Robert D. Foster (14 March 1811 – 1 February 1878) was a 19th-century physician and an early member of the Latter Day Saint movement, being baptized into the Church of Christ (later renamed the Church of Jesus Christ of Latter-day Saints) sometime before October 1839.

Early life
Foster was born in Braunston, England on March 14, 1811. He was the son of John Foster and Jane Knibb. He was the brother of Charles A. Foster. Foster married Sarah Phinney on July 18, 1837 at Medina County, Ohio. He and Phinney had two children: a son and a daughter. Foster was baptized into the Church of Christ, and, in October 1839, he was ordained to be an elder of the church while living in Nauvoo, Illinois.

Latter Day Saint movement
After joining the church, Foster accompanied Joseph Smith, the founder of the Latter Day Saint movement, to Washington, D.C. in March 1840 to help "draft Senate Committee reports" on the Missouri redress issue. Foster was then mentioned by name in a revelation dated January 19, 1841, in which Joseph Smith states that Foster should build Smith a house in Nauvoo:

Foster helped build and purchased stock in the resulting Mansion House.

- _RECORD SET_:
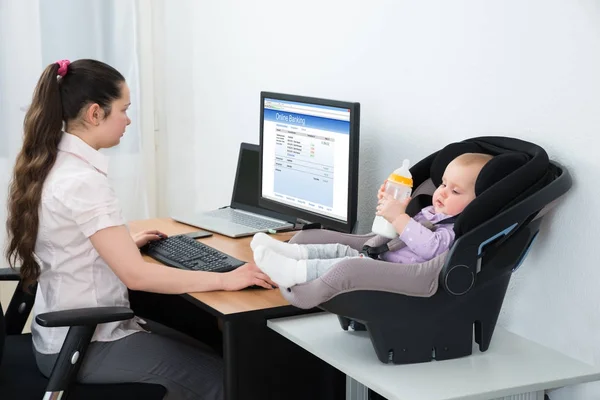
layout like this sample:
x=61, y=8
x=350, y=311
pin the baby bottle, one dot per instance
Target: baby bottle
x=399, y=186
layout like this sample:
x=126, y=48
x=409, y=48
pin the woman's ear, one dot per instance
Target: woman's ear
x=94, y=114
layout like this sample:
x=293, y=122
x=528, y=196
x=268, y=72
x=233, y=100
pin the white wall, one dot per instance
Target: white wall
x=426, y=73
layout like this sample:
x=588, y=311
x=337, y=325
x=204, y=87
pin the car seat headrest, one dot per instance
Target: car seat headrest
x=517, y=169
x=497, y=169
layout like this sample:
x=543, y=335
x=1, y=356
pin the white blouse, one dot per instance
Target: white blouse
x=77, y=201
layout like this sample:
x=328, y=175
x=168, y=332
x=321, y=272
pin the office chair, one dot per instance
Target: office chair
x=19, y=375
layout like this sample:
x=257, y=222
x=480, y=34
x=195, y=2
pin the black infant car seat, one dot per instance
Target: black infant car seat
x=409, y=317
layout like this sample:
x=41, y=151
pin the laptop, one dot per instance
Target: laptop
x=244, y=217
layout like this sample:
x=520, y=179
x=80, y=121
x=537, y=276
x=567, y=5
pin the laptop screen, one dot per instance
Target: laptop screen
x=245, y=187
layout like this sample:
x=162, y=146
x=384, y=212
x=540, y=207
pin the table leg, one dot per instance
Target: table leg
x=261, y=364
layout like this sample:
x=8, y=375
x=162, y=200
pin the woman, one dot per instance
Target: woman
x=66, y=231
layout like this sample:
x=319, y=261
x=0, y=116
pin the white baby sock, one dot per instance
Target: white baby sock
x=284, y=271
x=289, y=250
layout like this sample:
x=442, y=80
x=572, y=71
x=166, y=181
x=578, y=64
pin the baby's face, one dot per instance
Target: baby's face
x=457, y=189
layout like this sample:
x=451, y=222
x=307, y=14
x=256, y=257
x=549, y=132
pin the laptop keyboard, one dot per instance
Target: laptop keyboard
x=186, y=253
x=244, y=219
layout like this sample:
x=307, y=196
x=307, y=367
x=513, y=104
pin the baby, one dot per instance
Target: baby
x=291, y=264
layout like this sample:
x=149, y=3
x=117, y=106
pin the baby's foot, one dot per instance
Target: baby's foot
x=285, y=272
x=288, y=250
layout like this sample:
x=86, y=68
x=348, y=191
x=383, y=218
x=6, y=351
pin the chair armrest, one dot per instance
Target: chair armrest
x=82, y=323
x=9, y=274
x=84, y=316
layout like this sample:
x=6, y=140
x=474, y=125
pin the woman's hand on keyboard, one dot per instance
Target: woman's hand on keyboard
x=246, y=275
x=143, y=237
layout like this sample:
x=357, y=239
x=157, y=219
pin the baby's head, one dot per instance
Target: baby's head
x=458, y=183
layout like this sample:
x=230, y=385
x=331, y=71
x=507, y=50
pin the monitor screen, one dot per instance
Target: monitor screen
x=309, y=158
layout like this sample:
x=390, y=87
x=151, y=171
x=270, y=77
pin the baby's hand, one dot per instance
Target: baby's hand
x=381, y=192
x=390, y=208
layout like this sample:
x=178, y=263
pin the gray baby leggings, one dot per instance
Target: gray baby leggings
x=187, y=368
x=321, y=257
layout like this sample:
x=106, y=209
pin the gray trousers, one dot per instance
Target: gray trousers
x=321, y=257
x=187, y=368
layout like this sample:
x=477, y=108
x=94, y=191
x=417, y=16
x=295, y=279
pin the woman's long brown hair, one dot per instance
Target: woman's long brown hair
x=55, y=100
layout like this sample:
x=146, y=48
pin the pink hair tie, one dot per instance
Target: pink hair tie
x=62, y=67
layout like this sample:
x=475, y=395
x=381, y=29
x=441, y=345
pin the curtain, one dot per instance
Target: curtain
x=35, y=33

- _DIRECTIONS_:
**A)** Could you extract, word for word, the part of the Robert D. Foster biography that opens with the words containing "Robert D. Foster" and closes with "in Nauvoo, Illinois."?
**B)** Can you extend the Robert D. Foster biography, picking up right after its final sentence?
The rows have no connection to the biography of Robert D. Foster.

- _RESULTS_:
**A)**
Robert D. Foster (14 March 1811 – 1 February 1878) was a 19th-century physician and an early member of the Latter Day Saint movement, being baptized into the Church of Christ (later renamed the Church of Jesus Christ of Latter-day Saints) sometime before October 1839.

Early life
Foster was born in Braunston, England on March 14, 1811. He was the son of John Foster and Jane Knibb. He was the brother of Charles A. Foster. Foster married Sarah Phinney on July 18, 1837 at Medina County, Ohio. He and Phinney had two children: a son and a daughter. Foster was baptized into the Church of Christ, and, in October 1839, he was ordained to be an elder of the church while living in Nauvoo, Illinois.

**B)**
Foster was appointed surgeon general in the Nauvoo Legion in March 1841 and he was a Regent of the University of Nauvoo from 1841 to 1844. He was also involved in the Nauvoo Masonic Lodge and the Nauvoo Agricultural and Manufacturing Association. Foster also served as Hancock County Magistrate. 

In April 1843, Foster traveled to Tioga County, New York to serve a mission. However, after his return, he began to gamble and speak out against the church. Foster was excommunicated from the church on 18 April 1844, in Nauvoo for "immorality and apostacy" after Joseph Smith charged Foster with character defamation, lying, and endangering his life in the Nauvoo High Council. He was subsequently released from his position in the Nauvoo Legion.

Nauvoo Expositor and death of Joseph Smith

After his excommunication, Foster became a publisher of the Nauvoo Expositor, which was critical of the church and Smith. Foster helped write the June 7, 1844 issue of the newspaper that led Smith to order the destruction of the press, leading to Smith's arrest and ultimately to his death. Foster had previously joined discussions in which the murder of Joseph Smith was planned, but never saw these efforts through himself. After Joseph and Hyrum Smith were shot and killed at Carthage Jail, Foster was  "charged and acquitted of their murder." In a conversation with Abraham Hodge, Foster expressed regret at having played a hand in Joseph's and Hyrum's deaths.

Additionally, there is evidence that Smith may have propositioned Foster's wife to become one of Smith's plural wives, but was turned down. Foster's wife denied this claim multiple times, and only admitted it when he held a gun to her head.

Foster was an apostle in the church formed by First Presidency member William Law.

Later life
In 1850, Foster moved to Canandaigua, New York and worked there as a physician. In 1860, he moved to Loda, Illinois, where he died on February 1, 1878. He was 67 years old.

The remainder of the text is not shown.